## DATA RECORDS
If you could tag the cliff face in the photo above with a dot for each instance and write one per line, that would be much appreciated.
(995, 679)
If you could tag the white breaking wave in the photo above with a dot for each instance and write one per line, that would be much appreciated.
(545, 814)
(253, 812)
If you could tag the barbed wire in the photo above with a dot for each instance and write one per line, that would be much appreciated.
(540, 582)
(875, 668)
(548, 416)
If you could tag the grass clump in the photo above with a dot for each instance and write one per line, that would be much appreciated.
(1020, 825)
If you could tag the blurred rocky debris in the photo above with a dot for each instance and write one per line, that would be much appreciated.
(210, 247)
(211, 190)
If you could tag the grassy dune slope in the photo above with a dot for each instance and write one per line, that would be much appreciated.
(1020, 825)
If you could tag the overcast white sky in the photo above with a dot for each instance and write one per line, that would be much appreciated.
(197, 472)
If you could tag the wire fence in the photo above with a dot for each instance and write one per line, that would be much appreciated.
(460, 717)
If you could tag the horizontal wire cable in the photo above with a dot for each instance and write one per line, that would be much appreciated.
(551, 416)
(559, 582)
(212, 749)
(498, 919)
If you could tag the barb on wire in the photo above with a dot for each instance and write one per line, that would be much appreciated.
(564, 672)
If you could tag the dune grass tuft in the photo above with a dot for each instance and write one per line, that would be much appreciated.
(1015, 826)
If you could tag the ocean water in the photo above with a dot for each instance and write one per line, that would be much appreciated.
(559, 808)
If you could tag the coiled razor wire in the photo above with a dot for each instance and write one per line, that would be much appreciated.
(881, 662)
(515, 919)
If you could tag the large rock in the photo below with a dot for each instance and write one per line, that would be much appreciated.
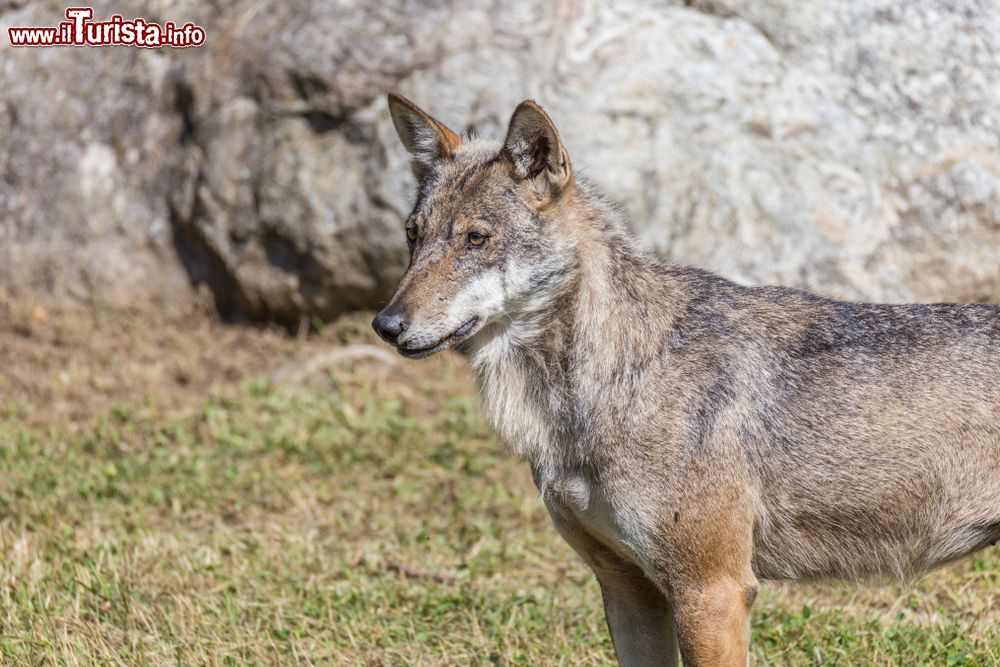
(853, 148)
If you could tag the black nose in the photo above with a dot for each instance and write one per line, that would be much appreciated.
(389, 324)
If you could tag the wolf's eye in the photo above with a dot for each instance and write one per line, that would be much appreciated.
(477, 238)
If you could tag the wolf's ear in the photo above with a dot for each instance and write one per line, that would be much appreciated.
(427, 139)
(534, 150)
* * *
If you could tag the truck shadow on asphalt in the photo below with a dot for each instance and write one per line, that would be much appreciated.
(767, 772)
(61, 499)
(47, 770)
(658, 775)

## EXERCISE AIM
Which lines of the data above contain the string "dune"? Pull out each of them in full, matching case exactly.

## EXERCISE SOLUTION
If you could tag the grassy dune slope in the photo above with a dot for each instance and write one per line, that would be much appreciated.
If you could tag the dune grass tuft in the photo above with a dot for each instance and write one per line, that would be much appreciated.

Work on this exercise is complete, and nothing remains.